Pictures aside, print all of the data below exactly as written.
(PROVIDED MATERIAL begins)
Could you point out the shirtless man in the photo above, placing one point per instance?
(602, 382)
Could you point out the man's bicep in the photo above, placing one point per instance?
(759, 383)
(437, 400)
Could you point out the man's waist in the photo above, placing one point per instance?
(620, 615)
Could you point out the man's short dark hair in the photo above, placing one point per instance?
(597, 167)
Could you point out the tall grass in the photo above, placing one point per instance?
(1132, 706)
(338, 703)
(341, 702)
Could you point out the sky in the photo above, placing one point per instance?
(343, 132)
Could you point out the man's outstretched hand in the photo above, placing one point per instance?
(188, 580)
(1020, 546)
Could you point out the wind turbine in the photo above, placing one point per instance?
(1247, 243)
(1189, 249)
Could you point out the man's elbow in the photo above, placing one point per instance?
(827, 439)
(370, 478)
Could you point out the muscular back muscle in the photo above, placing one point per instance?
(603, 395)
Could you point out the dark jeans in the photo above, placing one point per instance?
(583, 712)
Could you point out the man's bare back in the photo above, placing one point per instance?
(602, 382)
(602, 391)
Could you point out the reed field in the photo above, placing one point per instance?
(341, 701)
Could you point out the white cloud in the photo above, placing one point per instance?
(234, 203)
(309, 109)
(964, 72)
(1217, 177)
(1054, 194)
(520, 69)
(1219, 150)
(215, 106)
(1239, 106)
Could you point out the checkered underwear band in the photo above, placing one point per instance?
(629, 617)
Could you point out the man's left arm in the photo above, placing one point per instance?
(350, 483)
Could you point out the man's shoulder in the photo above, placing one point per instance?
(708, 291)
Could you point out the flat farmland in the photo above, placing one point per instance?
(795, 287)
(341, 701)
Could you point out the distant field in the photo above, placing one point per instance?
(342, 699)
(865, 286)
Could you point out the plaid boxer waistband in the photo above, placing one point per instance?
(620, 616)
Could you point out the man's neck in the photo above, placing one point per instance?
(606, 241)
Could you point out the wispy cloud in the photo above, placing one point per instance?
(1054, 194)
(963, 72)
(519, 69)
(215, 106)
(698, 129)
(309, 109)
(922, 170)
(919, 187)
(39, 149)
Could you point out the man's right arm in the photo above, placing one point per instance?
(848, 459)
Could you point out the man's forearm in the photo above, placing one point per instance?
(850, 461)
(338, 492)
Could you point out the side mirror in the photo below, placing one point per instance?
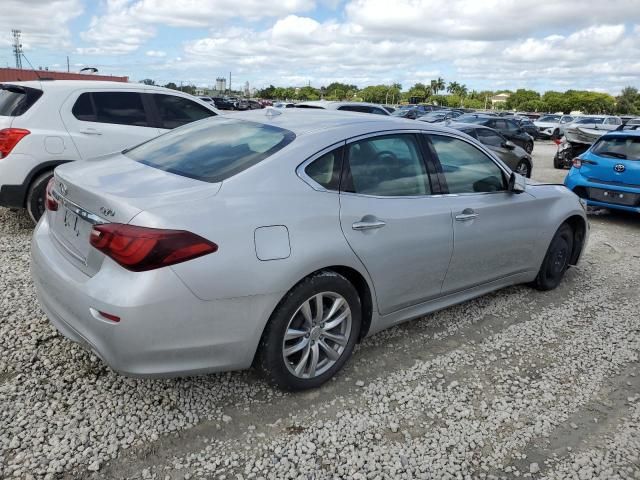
(517, 183)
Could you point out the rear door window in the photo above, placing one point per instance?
(387, 166)
(176, 111)
(212, 151)
(121, 108)
(16, 99)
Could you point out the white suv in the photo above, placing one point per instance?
(46, 123)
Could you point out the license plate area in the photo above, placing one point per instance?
(73, 231)
(613, 196)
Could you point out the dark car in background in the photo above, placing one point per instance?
(515, 157)
(506, 126)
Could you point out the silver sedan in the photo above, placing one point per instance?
(280, 240)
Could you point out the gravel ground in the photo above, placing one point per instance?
(518, 383)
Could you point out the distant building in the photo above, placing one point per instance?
(17, 74)
(500, 98)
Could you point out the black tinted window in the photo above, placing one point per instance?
(466, 169)
(489, 137)
(213, 150)
(177, 111)
(122, 108)
(326, 170)
(387, 166)
(15, 100)
(83, 108)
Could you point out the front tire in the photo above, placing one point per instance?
(312, 332)
(36, 196)
(556, 261)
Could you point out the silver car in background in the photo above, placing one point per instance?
(281, 240)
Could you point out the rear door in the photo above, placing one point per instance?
(495, 231)
(401, 232)
(107, 121)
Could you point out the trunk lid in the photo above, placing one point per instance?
(111, 189)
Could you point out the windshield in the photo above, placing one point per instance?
(596, 120)
(622, 147)
(212, 150)
(549, 118)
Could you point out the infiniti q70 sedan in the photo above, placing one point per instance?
(280, 240)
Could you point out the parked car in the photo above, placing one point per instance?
(515, 157)
(506, 126)
(284, 105)
(526, 124)
(283, 240)
(223, 103)
(608, 173)
(47, 123)
(549, 125)
(361, 107)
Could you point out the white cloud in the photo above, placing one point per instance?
(44, 23)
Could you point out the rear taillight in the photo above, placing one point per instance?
(49, 201)
(9, 138)
(139, 248)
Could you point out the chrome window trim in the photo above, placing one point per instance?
(90, 217)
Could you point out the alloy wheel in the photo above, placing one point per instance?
(317, 335)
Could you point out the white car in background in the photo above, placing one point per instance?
(549, 125)
(361, 107)
(46, 123)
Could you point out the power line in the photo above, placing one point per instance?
(17, 47)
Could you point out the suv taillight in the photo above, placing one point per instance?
(139, 248)
(9, 138)
(50, 202)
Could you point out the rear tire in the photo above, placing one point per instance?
(36, 196)
(529, 147)
(281, 367)
(556, 261)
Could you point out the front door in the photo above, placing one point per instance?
(495, 231)
(401, 233)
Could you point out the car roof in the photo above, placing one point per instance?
(308, 120)
(331, 104)
(60, 85)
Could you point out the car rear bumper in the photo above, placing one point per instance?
(591, 192)
(164, 329)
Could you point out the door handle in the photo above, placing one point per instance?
(369, 225)
(91, 131)
(466, 215)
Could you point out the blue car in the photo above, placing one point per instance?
(608, 174)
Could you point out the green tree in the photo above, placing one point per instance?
(628, 102)
(521, 96)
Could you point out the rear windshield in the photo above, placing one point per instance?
(624, 148)
(212, 150)
(16, 99)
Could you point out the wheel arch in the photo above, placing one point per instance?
(579, 226)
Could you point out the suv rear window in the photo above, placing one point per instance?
(214, 150)
(16, 99)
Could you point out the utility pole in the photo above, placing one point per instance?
(17, 47)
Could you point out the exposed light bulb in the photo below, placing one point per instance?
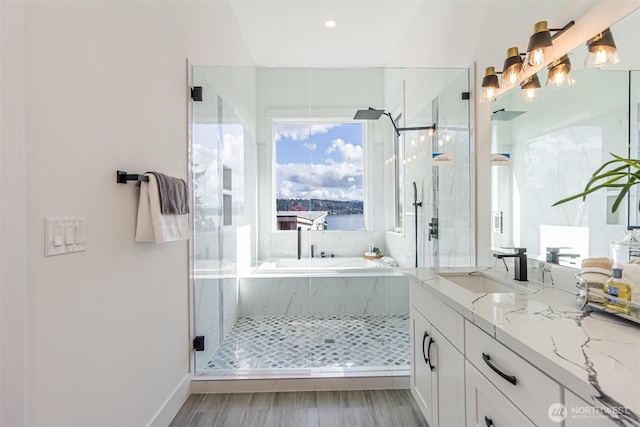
(330, 23)
(490, 92)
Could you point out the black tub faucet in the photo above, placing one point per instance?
(520, 265)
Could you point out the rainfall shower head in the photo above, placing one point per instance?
(370, 114)
(505, 116)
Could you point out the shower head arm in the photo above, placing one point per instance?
(432, 127)
(398, 130)
(393, 122)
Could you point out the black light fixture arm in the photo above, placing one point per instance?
(398, 130)
(559, 31)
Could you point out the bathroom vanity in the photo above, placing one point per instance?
(487, 350)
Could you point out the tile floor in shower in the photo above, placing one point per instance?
(375, 342)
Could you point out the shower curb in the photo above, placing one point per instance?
(231, 384)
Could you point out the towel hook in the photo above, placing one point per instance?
(122, 177)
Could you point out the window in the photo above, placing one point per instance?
(319, 175)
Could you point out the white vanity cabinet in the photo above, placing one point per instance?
(437, 366)
(528, 388)
(486, 406)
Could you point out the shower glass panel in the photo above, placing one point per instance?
(221, 241)
(634, 141)
(274, 149)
(PROVIDED MATERIAL ends)
SOLUTION TO THIS PROBLEM:
Could you point out the shirtless man in the photo above, placing one point per instance?
(602, 382)
Could you point out the man's bicep in the photo above, placing one point per instance?
(759, 383)
(437, 400)
Could you point out the man's waist in the photo above, placing one point per instance?
(620, 615)
Could you point out the man's short dark hair in the photo above, placing one point per instance?
(597, 167)
Could you point out the tall grass in the photo above, placing one point per instance?
(1132, 706)
(338, 703)
(341, 702)
Could you point out the sky in the photo above, placing one point per instance?
(343, 132)
Could you point out the man's outstretched hand in the photo above, placing one point per instance?
(188, 580)
(1020, 546)
Could you point out the wind turbine in the photo above, placing one point per instance?
(1247, 243)
(1189, 249)
Could you point out the man's elbow in the photo above, placing one point per instance?
(827, 439)
(370, 478)
Could you point out the muscular back muscle in the photo above, placing one point per instance?
(603, 395)
Could you point out the dark jeans in the photo above, placing one point per instance?
(583, 712)
Could you point out the man's bare back in the photo above, placing one point per instance?
(602, 382)
(602, 391)
Could you point out the reed field in the photo above, placing one point per instance?
(341, 701)
Could you point out the white cloud in the photo above, placing one point per instance?
(234, 203)
(309, 109)
(964, 72)
(1217, 177)
(1054, 194)
(520, 69)
(1219, 150)
(215, 106)
(1239, 106)
Could you point out the checkered underwear band in the photo above, placing one point per instance?
(629, 617)
Could you point out the man's left arm in the photo above, placing one point per instance?
(350, 483)
Could you point out the man's shoulder in the photo above, placing one point per instance?
(708, 291)
Could you point out the flat farmland in the photo above, placing one point per instance?
(795, 287)
(341, 701)
Could you point out the distant field in the photo above, placing one point per instance?
(342, 699)
(865, 286)
Could you point out the plaid boxer waistband in the photo above, placing one point per instance?
(620, 616)
Could you point out the man's neck in the photo above, placing one point per instance?
(606, 241)
Could you point out the wispy cloud in the photo above, placing one point per instance?
(1054, 194)
(963, 72)
(519, 69)
(215, 106)
(698, 129)
(309, 109)
(922, 170)
(919, 187)
(39, 149)
Could you point out the man's right arm in the photo above, placing one point per instance?
(848, 459)
Could you point out the man's forearm in the photo above, placing one point per instance?
(850, 461)
(338, 492)
Could you point out the side mirror in the photo below, placing one point per instance?
(517, 183)
Could you point out the rear door window in the photo above, placing one point per instance?
(387, 166)
(176, 111)
(212, 151)
(121, 108)
(16, 99)
Could you point out the white suv in the photo above, placing one point per instance?
(46, 123)
Could you point out the license plate area in the photo above, placing one point per instance?
(73, 231)
(613, 196)
Could you point out the dark car in background in the photo above, placing one point per instance?
(515, 157)
(506, 126)
Could you point out the silver sedan in the photo above, placing one point per instance?
(280, 240)
Could you point out the gravel ground in the photo above, placing one point per instance?
(518, 383)
Could you point out the distant building in the photo above, placing one point per instance?
(17, 74)
(500, 98)
Could you point out the black tinted window in the photo above, placing one point per instance?
(466, 169)
(489, 137)
(213, 150)
(177, 111)
(122, 108)
(326, 170)
(387, 166)
(15, 100)
(83, 108)
Could you point out the front tire in the photo above, placing one point per instance?
(312, 332)
(36, 196)
(556, 261)
Could you point out the silver car in background in the photo above, placing one point per instance?
(281, 240)
Could you point out the rear door in the photo above, placing one point per instance?
(495, 231)
(401, 232)
(107, 121)
Could you point out the trunk lid in the photo above, placing one point per instance?
(111, 189)
Could you point out the windshield in the photo above, placing one point per instance?
(596, 120)
(622, 147)
(212, 150)
(549, 118)
Could you point out the infiniti q70 sedan in the photo above, placing one point per instance?
(280, 240)
Could you point out the parked car in the photo above, placing one point per instance?
(515, 157)
(506, 126)
(284, 105)
(526, 124)
(283, 240)
(223, 103)
(608, 173)
(47, 123)
(549, 125)
(361, 107)
Could you point out the white cloud in the photo above, placing one point per instance?
(44, 23)
Could you point out the rear taillight in the photo above, placing one point per instance?
(49, 201)
(9, 138)
(139, 248)
Could you point out the chrome window trim in the photo above, placing one point per instance?
(90, 217)
Could you point out the alloy wheel in the photo above, placing one point per instance?
(317, 335)
Could you point out the white car in background in the photo above, placing one point per instance?
(549, 125)
(361, 107)
(46, 123)
Could you point out the power line in the photo above, placing one point per instance?
(17, 47)
Could you point out the suv taillight in the photo above, placing one point per instance?
(139, 248)
(9, 138)
(50, 202)
Could you point out the rear tire in the photo above, placing one point per instance?
(36, 196)
(529, 147)
(281, 367)
(556, 261)
Could you point out the front door in the photo above, placing one point per instance?
(495, 231)
(401, 233)
Could you point out the car roof in the photo above, placing one point per instance?
(308, 120)
(331, 104)
(60, 85)
Could you point out the car rear bumper in the photo above, placing one point per instance?
(591, 192)
(164, 329)
Could you point out the door handle in the photo above, placing one point per instance?
(369, 225)
(91, 131)
(466, 215)
Could you point out the blue car in the photo above, placing one point per instance?
(608, 174)
Could you point out the green tree in the photo above, placing one point per instance?
(628, 102)
(521, 96)
Could you point out the rear windshield in the photo above, placing one point per instance?
(624, 148)
(212, 150)
(16, 99)
Could you point out the wheel arch in the photo above, placing one point per instance?
(579, 226)
Could you point out the suv rear window in the photo above, placing one point per instance?
(214, 150)
(16, 99)
Could you point out the utility pole in the photo above, placing one point per instance?
(17, 47)
Could you point out the exposed light bulb in the photo below, placing one point per instance?
(330, 23)
(490, 92)
Could you point out the black tub faucet in the photo above, placing one point per instance?
(520, 265)
Could you point out the rainfall shower head in the photo above, placing one point per instance?
(370, 114)
(505, 116)
Could you point out the shower head arm in the photo above, placing one point per instance?
(432, 127)
(398, 130)
(393, 122)
Could you point out the black light fixture arm in the photo above, placing one point per instance?
(398, 130)
(559, 31)
Could you point out the bathroom vanity in the photo above, placing one point per instance?
(487, 350)
Could you point out the tile floor in shower in the photo above, placing one point per instance?
(375, 342)
Could you point out the shower curb in the photo above, placing one point per instance?
(231, 384)
Could you point out the towel hook in the photo above, placing one point per instance?
(122, 177)
Could you point out the window in the photo above, placing one point per instance?
(319, 175)
Could you point out the white vanity cabinet in the photo above, placing one point per instance?
(437, 366)
(528, 388)
(486, 406)
Could you point out the shower glass panel in the photo above, placing one point per instance?
(221, 241)
(634, 141)
(274, 149)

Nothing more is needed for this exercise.